▸ **EXCERPTED TEXT**
-- -- --
The Portland Medium
New science has given HIV positive patients new hope. Especially one mother, from Esperanza, Argentina, who has had HIV since 2013. Researchers call the woman the “Esperanza patient.” The word “Esperanza” means “hope.”
The Argentinian woman took antiretroviral therapy for six months during pregnancy to prevent transmission of HIV to her baby. She was not working with any antiretroviral therapy prior to that. Additionally, findings suggest that the patient’s immune system was even able to clear the reservoirs of HIV that allow the virus to continue replicating for decades.
Portland makes of about 76% of the more than 5,000 Oregonians that are living with HIV/AIDS. Close to 300 people in Oregon are diagnosed with HIV each year.
Current anti-HIV drugs can lower virus levels to undetectable levels but can’t completely rid the body of these lingering reservoirs of the virus. Remarkable for this 31 year old and her miracle baby!
A study on the new science was published Monday in the Annals of Internal Medicine. The scientists connected to the study believes that the findings will indeed bring hope to the estimated 38 million people globally living with the virus and to the HIV-cure research field.
Dr. Xu Yu, who led the research team reportings on the case also says that the findings also suggest that she cleared her immune system in a naturally sterile manner, giving no way for any researcher to find a possible trace of infection. She is now pregnant with her second child still working with scientists to see how well she does as far as the infection reaching her and her offspring in a new thesis. Dr. Yu wants to test her breast milk to see if any possible virus. This is the second case of these actions, the last patient being from San Francisco, who cleared the HIV virus completely as well.
The “Elite controller” “natural ability to suppress or rid body of viral activity”-, gave the mother her first HIV negative birth in March of 2020. It is reported that researchers were unable to find any viable HIV in the woman’s body. They used highly sophisticated and sensitive tests to scan over 1 billion of her cells. Esperanza has become only the second documented person whose own immune system may have cured her of HIV.
-- -- --
▸ **ACTIVITY LIST**
(A) Translate this sentence from the article about the Esperanza patient into Spanish: "Close to 300 people in Oregon are diagnosed with HIV each year."
(B) In the article about the Esperanza patient, recast the paragraph beginning "The Argentinian woman took antiretroviral therapy" as a short bulleted list that keeps its main facts.
-- -- --
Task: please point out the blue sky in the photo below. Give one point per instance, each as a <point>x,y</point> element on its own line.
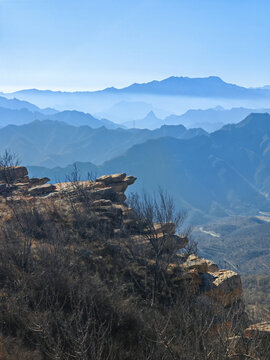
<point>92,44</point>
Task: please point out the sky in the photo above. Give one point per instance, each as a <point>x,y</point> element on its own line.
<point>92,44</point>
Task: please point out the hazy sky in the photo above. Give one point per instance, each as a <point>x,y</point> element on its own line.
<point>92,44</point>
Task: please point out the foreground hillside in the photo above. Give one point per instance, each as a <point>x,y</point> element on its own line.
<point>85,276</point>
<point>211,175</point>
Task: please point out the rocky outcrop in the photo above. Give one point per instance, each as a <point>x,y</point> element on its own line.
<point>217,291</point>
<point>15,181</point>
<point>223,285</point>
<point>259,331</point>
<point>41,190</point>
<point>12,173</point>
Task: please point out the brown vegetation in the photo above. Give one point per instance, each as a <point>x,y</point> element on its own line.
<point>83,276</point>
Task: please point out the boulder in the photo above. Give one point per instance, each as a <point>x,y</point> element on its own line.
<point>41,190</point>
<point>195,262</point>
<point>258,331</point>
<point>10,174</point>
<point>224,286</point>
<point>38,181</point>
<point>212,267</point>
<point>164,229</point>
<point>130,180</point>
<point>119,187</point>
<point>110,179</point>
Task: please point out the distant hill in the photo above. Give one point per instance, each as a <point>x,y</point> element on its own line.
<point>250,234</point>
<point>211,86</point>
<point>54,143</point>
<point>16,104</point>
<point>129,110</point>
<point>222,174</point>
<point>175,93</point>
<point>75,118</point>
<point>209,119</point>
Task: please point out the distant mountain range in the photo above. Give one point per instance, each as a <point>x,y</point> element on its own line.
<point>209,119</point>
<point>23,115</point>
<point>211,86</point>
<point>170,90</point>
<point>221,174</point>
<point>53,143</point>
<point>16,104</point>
-- -- --
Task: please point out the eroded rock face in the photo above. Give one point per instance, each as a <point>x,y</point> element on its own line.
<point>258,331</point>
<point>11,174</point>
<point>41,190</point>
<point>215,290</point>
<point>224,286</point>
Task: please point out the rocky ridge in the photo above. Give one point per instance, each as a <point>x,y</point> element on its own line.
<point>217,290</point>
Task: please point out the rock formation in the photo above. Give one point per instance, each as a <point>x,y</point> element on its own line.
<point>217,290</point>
-- -- --
▸ **ACTIVITY ANSWERS**
(A) Cerca de 300 personas en Oregón son diagnosticadas con VIH cada año.

(B)
- The Argentinian woman took antiretroviral therapy for six months during pregnancy to keep from passing HIV to her baby.
- She had not been on antiretroviral therapy before that.
- Findings suggest her immune system was even able to clear the HIV reservoirs that let the virus keep replicating for decades.